[Items from a data source]
-------
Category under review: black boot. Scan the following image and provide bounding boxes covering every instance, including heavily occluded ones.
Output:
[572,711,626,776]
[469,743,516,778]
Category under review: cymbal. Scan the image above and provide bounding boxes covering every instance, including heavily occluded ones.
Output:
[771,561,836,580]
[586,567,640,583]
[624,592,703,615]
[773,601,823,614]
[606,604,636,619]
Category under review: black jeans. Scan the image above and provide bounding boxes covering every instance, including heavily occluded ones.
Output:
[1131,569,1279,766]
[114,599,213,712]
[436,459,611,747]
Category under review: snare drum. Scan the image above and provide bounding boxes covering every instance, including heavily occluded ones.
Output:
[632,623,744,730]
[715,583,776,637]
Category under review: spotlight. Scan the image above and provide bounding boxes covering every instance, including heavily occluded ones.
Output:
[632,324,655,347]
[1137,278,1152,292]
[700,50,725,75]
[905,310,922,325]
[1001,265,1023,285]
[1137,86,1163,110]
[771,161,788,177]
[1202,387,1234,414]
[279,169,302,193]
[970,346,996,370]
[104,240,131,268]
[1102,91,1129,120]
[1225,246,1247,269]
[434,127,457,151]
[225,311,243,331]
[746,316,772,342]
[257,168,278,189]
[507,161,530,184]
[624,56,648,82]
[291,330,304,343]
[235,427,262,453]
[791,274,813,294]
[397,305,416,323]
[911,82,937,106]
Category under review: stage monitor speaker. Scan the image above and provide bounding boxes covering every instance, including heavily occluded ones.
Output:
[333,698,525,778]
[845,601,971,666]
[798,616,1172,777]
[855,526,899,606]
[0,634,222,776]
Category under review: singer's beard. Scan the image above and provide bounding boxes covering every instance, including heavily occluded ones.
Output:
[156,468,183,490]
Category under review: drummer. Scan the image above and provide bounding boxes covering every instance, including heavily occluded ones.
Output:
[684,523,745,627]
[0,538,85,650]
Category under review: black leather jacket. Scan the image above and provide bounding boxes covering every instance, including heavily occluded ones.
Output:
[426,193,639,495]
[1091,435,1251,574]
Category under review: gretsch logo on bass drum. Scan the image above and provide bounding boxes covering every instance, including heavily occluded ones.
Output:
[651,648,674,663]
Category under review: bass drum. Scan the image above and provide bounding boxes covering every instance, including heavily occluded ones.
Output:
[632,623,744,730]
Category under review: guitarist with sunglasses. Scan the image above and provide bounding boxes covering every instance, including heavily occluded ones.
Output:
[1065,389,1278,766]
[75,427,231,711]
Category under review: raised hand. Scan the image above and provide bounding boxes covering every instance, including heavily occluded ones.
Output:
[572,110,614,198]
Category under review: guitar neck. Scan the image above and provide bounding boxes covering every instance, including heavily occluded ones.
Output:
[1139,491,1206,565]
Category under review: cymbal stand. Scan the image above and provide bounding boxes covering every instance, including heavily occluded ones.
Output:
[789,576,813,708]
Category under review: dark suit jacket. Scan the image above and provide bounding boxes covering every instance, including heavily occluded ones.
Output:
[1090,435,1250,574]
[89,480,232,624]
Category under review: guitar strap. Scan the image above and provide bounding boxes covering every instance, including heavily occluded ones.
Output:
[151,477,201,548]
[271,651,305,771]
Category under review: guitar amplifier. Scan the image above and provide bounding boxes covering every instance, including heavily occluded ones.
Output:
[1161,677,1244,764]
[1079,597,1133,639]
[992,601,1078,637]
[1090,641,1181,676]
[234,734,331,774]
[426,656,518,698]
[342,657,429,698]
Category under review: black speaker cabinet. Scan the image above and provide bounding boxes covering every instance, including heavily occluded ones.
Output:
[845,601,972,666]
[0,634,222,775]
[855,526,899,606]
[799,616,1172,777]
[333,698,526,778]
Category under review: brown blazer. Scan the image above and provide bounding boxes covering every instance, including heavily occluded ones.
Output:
-------
■ **Assignment**:
For each line above that contains "bass", make a copy.

■ **Response to this task**:
Category under review: gretsch logo on bass drum. Scan the image above and provide bounding boxes covering every instance, including heavily occluded ones.
Category under review: bass drum. Scan the image above and provide bounding boxes covering every instance, including heavily occluded ones.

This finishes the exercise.